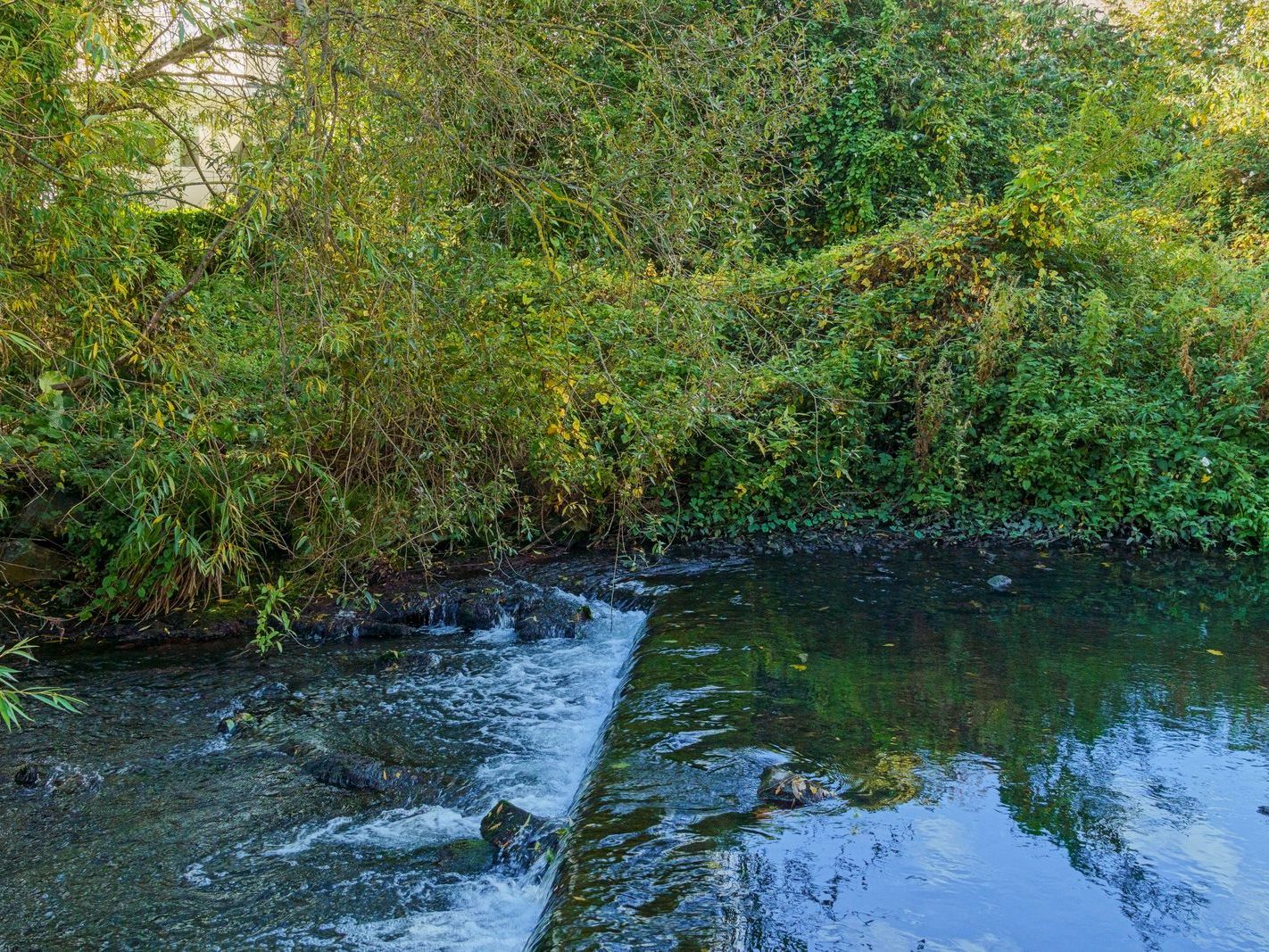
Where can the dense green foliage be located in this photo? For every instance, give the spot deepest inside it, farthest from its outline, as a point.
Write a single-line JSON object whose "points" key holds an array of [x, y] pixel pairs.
{"points": [[650, 268]]}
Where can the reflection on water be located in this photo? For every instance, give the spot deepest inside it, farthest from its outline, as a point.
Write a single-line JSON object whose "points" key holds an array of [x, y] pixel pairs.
{"points": [[1075, 763], [1079, 762]]}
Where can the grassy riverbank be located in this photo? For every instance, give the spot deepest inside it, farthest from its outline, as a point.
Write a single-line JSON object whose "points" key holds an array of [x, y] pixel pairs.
{"points": [[631, 270]]}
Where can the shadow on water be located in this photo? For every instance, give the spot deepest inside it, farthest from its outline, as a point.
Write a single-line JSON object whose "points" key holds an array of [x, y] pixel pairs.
{"points": [[1075, 762], [192, 840]]}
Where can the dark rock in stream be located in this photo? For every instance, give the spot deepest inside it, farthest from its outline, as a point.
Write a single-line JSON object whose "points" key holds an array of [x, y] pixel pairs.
{"points": [[462, 856], [28, 775], [518, 835], [358, 772], [550, 615], [480, 609], [782, 787], [231, 725], [57, 778]]}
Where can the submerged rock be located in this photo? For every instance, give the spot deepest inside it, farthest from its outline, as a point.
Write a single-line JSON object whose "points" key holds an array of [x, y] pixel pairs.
{"points": [[481, 609], [28, 775], [893, 778], [57, 778], [358, 772], [235, 723], [462, 856], [551, 615], [782, 787], [517, 835]]}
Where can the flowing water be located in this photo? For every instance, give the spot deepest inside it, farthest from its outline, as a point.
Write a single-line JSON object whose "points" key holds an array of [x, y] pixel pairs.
{"points": [[1080, 760]]}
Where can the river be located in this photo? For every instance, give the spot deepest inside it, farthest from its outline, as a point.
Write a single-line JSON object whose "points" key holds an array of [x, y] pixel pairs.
{"points": [[1079, 760]]}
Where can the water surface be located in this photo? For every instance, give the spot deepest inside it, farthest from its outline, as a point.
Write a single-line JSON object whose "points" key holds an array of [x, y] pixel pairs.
{"points": [[1075, 763], [1079, 762]]}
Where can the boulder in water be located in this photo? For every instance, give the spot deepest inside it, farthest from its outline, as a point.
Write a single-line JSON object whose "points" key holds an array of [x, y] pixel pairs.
{"points": [[551, 615], [231, 725], [481, 609], [57, 778], [782, 787], [518, 835], [358, 772], [462, 856], [28, 775]]}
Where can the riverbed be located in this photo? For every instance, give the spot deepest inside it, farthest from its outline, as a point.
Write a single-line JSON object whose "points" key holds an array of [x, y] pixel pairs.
{"points": [[1076, 759]]}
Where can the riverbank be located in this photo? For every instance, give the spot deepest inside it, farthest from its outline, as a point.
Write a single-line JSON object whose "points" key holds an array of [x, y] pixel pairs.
{"points": [[394, 600]]}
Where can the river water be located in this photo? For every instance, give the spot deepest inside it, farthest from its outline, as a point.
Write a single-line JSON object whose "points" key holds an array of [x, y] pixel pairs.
{"points": [[1077, 762]]}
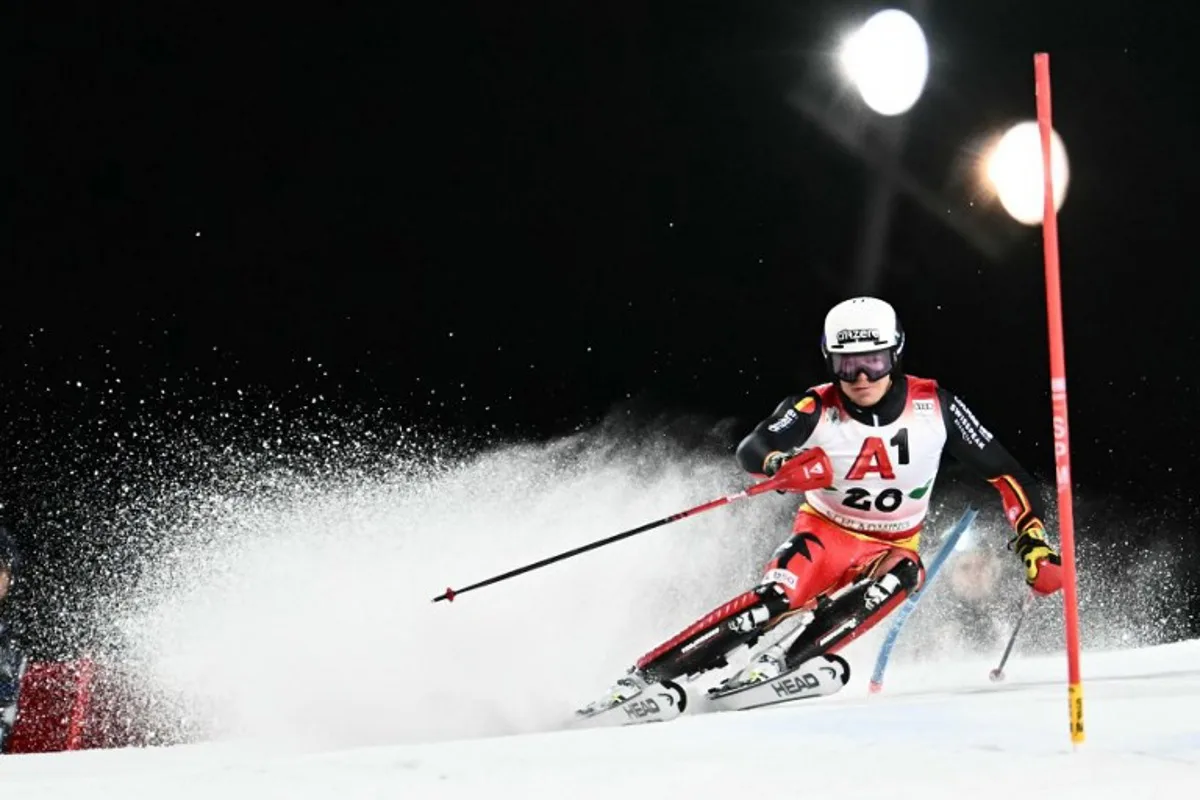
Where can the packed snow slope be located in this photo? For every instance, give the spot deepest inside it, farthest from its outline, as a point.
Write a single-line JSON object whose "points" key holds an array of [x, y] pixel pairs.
{"points": [[274, 614], [934, 733]]}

§

TASK PROMPT >> Copy every line of the records above word for word, without changing anything, and leave out the pictures.

FINISHED ANSWER >>
Where can the dense green foliage be located in this photo? For every instance, give the spot deepest inside it, farthest from its outline, as a point.
Write a single-line JSON object whose "points" key holds an array of [x, y] pixel pairs.
{"points": [[650, 268]]}
Where can the reflection on water be located in this photo? For every instance, give the spot deepest inside it, farthest from its outline, as a point.
Write a single-line JSON object whose "points" key holds an array of [x, y] pixel pairs.
{"points": [[1075, 763], [1079, 762]]}
Where can the grassy riverbank be located in this photo? For every instance, give the spot deepest inside it, farthest from its outline, as a point.
Write a single-line JSON object whose "points" key holds an array of [x, y] pixel pairs.
{"points": [[631, 270]]}
Where can the shadow on water be located in this photo? For every instance, give the spot deepest inside it, farthest from its outline, as a point.
Write a single-line JSON object whose "points" key holds an array of [x, y] pixel pairs.
{"points": [[1075, 762], [192, 840]]}
Where can the dark rock in stream be located in this photo? For every instance, give the spot deepest inside it, farthest from its outline, as a point.
Write a single-line JSON object whose "points" key holds an array of [x, y] pixel pairs.
{"points": [[462, 856], [28, 775], [518, 835], [358, 772], [550, 615], [480, 609], [782, 787], [231, 725], [57, 778]]}
Where can the submerged rock be located in this photo? For every instance, give the spot deepest inside it, farthest from its outline, as a point.
Write a single-line JSON object whose "points" key holds an array of [x, y] pixel pairs.
{"points": [[481, 609], [28, 775], [893, 778], [57, 778], [358, 772], [235, 723], [462, 856], [551, 615], [782, 787], [517, 835]]}
Where can the flowing water be located in this photo? For every instance, give the spot deepest inside it, farthest from its outline, as a point.
Write a single-line JSON object whose "points" key holds an array of [x, y] pixel pairs.
{"points": [[1080, 760]]}
Where can the river be located in this photo? For every instance, give the spot deepest inside it, farthest from its outline, as a point.
Write a single-line JSON object whose "points" key holds an array of [x, y] pixel pairs.
{"points": [[1079, 760]]}
Where can the water surface be located in this photo? For every instance, give the spot deepest inside it, farthest from its outline, as a point.
Write a single-line JSON object whose "points" key holds an array of [x, y] pixel pairs.
{"points": [[1075, 763], [1079, 762]]}
Where can the boulder in water be located in this photo? For every instance, give the spot deepest inside it, farthest from its outline, as a point.
Write a single-line JSON object whose "points" key holds an array of [x, y] pixel pairs.
{"points": [[551, 615], [231, 725], [481, 609], [57, 778], [782, 787], [518, 835], [358, 772], [462, 856], [28, 775]]}
Where can the riverbed be located in this photo? For every instance, give the spot deepest inside it, farthest from its outline, as a point.
Write a single-line JSON object whose "points" key holds an array of [x, y] pixel pairs.
{"points": [[1076, 759]]}
Where can the riverbank be located in this photo? For every instance, give the spot deepest inside it, farthest from its outline, as a point.
Write a single-line JSON object whose "points" key holds an array of [x, y] pixel pairs.
{"points": [[394, 600]]}
Where can the river water be located in this photo? For every instance, give the spot deepest inside it, farthest from its outline, as a point.
Write a single-line JSON object whose "points" key holds an array of [x, y] pixel pairs.
{"points": [[1077, 762]]}
Where can the packed snow slope be located in this photo? For every instance, give the spot deepest inside it, farthest from its outline, as a point.
Write a single-line JSON object whose "points" key holds an array of [x, y] pixel pairs.
{"points": [[274, 614], [934, 733]]}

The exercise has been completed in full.